*Try it*. An identical copy of all records below is to be written out.

*Excerpted records*.
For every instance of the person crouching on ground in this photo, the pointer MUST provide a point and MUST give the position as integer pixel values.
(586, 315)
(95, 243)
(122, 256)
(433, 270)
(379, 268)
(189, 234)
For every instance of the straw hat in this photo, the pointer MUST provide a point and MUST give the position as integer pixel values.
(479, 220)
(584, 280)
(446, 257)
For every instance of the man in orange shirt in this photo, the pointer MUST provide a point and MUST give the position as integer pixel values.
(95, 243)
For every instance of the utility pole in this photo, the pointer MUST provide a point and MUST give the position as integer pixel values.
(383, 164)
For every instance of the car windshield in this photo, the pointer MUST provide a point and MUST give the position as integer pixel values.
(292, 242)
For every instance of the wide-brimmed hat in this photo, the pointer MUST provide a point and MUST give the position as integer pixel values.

*Reply*.
For every instance of the person crouching on ground in this photo, the pointer MUST provide a point and MUST give the position as integer pixel values.
(586, 315)
(95, 243)
(122, 256)
(433, 270)
(379, 268)
(189, 234)
For every instance of the straw hat in this photo, the pointer MUST provide a point and MUST give the position as integer pixel values.
(479, 220)
(584, 280)
(446, 257)
For every instance of the man in orange shirt in this photo, the pointer MUST provide a point and MUST give the position as integer pixel values.
(95, 243)
For every instance of the utility pole in this photo, the pointer MUST provide a point and MUST give the position as integer pixel values.
(383, 164)
For every instance of the car windshield in this photo, the pointer MUST provide a point and MUST give the position as integer pixel values.
(292, 242)
For every instance of the wide-brimmed hat in this photo, the pointer MUST provide a point and MUST give the position as integer pixel values.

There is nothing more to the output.